* **YOUR TASK**:
Reproduce each of the following lines word for word.

* **DATA ROWS**:
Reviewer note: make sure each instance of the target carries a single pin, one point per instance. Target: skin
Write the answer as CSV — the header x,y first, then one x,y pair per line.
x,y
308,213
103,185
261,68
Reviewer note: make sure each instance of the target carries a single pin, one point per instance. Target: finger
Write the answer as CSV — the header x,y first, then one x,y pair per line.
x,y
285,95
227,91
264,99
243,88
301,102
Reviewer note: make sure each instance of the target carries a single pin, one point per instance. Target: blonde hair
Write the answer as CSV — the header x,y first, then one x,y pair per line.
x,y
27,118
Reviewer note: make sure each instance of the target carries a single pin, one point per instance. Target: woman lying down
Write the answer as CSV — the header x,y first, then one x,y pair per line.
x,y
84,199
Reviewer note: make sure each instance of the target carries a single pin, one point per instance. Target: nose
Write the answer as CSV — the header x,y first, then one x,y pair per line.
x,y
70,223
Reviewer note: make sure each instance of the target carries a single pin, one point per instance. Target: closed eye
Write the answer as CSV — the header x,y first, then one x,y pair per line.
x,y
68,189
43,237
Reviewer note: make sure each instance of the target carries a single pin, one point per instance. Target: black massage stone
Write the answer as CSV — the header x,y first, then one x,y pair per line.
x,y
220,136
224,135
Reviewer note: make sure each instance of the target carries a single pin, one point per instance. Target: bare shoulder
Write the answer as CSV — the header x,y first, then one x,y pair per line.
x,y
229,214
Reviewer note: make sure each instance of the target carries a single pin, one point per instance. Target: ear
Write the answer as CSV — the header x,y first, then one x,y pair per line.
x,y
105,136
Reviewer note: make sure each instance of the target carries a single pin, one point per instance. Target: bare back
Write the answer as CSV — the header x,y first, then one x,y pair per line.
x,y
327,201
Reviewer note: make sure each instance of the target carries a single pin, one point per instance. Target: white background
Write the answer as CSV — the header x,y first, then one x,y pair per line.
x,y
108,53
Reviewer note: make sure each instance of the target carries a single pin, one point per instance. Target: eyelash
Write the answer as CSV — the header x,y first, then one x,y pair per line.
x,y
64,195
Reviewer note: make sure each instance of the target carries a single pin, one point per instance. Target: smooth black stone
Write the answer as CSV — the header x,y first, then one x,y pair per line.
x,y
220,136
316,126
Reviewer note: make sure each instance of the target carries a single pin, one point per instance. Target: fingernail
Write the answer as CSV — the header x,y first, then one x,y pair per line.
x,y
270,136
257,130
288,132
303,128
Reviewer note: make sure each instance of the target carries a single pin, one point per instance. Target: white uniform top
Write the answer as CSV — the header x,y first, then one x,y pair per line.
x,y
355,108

* **TASK RESULT**:
Reviewer note: make sure each instance of the target carries a single pin, one point per instance. Target: skin
Write the answer as CSV — the header x,y first, then one x,y pair per line.
x,y
308,213
103,185
261,68
Reviewer note: make sure each instance of the target carries a single pin, one point per instance. Target: finger
Write the answer as CSV — the header x,y first, then one x,y pair per line.
x,y
285,95
227,91
264,99
243,88
301,102
Reviewer note: make sure each instance of the target carries a single pin, one point per instance. Target: blonde hair
Write the answer as CSV — the header x,y first, then one x,y pair per line.
x,y
27,118
Reviewer note: make sure each instance of the target carries a single pin, one point per instance. Target: woman lying down
Write the answer as CSV — the header x,y first, then one x,y pair per line.
x,y
84,199
Reviewer note: make sure each instance of the target carries a single pin, one point per instance. Target: nose
Write the answer as CSV — the header x,y first, then one x,y pair per line.
x,y
70,223
Reviewer note: make sure each instance of the target carries a single pin, one point per instance. Target: closed eye
Write the answer as CSV — the header x,y first, then one x,y pair per line.
x,y
68,189
43,237
Reviewer note: make sure each instance of the target carries a single pin, one point per instance. Target: black massage stone
Write the answer as CSV — the header x,y first, then one x,y pair per line.
x,y
220,136
224,135
Reviewer note: make sure each instance of the target carries a single pin, one point per instance. Target: bare shoulder
Write the answer as CSV — the header x,y first, then one x,y pair per line.
x,y
229,214
Reviewer note: make sure each instance of the target carries a single pin, one point per instance. Target: ear
Write the answer as CSV — the header x,y first, then one x,y pair per line.
x,y
105,136
Reviewer note: make sure each instance of the target carries a single pin, one point per instance. Target: bare back
Write the answer as CSV — the header x,y first, then one x,y pair per line.
x,y
327,201
Reviewer note: make sure each instance of the target carries a single pin, one point per instance. Target: white background
Write the answer as CSV — the header x,y first, then one x,y pair per line.
x,y
108,53
Reviewer note: make sure each instance of the target carries a single pin, one point per instance. Target: eyelash
Write the answer as CSV — the header x,y first, then one x,y pair per line.
x,y
64,195
Reviewer note: make sure each instance of the target carries a single pin, one point per instance. Target: smooth black stone
Write the answer as CSV — the header x,y first, then one x,y pair per line.
x,y
220,136
316,126
Reviewer note: make sure each instance of the target carries a single pin, one point per instance. Target: fingernail
Write the answer as CSV — the header x,y first, then one x,y pair per line.
x,y
270,136
257,130
288,132
303,128
Reviewer note: make sure each instance of the target carries a single pin, one point per instance. Target: white uniform top
Write the answer as CSV — the header x,y first, then one x,y pair per line.
x,y
355,108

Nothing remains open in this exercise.